═══ RECORDED INFORMATION ═══

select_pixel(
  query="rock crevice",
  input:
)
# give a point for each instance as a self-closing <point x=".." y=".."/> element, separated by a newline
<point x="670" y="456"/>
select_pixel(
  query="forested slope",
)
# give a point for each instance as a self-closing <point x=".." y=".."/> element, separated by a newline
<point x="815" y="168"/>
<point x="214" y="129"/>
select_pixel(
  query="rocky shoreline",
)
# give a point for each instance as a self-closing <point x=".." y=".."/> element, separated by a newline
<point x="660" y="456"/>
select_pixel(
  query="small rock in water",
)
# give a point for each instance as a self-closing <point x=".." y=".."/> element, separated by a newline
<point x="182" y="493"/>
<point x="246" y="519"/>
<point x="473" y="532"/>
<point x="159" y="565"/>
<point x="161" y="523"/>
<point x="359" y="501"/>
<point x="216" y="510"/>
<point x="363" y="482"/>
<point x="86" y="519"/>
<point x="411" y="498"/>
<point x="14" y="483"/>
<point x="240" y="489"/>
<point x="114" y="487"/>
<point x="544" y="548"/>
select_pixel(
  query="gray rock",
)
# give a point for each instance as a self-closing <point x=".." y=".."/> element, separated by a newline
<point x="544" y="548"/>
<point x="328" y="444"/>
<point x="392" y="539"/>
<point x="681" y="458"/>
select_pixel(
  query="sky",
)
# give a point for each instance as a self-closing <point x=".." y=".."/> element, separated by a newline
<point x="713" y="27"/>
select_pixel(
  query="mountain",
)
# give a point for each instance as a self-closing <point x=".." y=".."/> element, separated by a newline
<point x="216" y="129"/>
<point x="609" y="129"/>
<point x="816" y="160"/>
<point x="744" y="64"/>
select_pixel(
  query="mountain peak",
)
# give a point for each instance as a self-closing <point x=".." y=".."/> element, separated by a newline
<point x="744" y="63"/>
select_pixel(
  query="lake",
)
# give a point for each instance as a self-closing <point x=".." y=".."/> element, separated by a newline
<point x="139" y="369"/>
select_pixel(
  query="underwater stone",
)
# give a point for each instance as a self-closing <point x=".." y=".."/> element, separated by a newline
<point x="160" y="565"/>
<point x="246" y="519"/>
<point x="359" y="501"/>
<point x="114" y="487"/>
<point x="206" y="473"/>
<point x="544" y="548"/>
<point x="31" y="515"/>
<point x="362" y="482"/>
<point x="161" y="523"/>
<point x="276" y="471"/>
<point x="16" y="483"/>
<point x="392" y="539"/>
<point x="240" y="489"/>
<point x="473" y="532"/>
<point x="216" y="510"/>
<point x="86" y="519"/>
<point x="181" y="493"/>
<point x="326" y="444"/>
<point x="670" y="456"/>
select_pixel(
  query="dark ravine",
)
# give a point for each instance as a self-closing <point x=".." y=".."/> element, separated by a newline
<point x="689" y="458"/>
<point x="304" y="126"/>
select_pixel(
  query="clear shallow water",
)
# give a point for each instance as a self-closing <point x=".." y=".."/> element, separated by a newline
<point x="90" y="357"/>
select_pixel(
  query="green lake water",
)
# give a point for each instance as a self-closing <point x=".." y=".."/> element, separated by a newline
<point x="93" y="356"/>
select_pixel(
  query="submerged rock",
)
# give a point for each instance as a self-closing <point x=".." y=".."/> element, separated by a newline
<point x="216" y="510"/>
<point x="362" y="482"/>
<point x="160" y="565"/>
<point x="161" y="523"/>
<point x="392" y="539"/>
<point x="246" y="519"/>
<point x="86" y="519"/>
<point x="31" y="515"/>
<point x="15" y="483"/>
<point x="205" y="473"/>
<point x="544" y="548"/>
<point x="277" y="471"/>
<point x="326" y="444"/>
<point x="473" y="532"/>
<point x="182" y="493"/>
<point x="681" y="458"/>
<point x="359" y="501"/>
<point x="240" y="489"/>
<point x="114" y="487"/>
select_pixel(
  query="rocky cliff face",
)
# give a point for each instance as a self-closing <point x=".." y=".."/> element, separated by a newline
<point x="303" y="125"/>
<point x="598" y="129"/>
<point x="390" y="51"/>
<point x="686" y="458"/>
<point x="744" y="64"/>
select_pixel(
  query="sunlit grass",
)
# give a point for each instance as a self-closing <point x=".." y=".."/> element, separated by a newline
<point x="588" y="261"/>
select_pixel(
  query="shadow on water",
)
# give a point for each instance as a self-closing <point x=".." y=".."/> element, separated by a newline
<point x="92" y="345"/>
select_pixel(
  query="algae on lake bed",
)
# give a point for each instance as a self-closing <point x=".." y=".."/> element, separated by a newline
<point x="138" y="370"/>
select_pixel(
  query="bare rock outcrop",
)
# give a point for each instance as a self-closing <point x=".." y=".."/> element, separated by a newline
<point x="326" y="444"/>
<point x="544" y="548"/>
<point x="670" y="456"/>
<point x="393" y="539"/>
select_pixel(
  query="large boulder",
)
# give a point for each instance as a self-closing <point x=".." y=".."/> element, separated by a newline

═══

▸ WORK ORDER
Look through the data above and report every line in which "rocky" appears.

▸ ANSWER TO THIS TASK
  query="rocky shoreline",
  query="rocky cliff face",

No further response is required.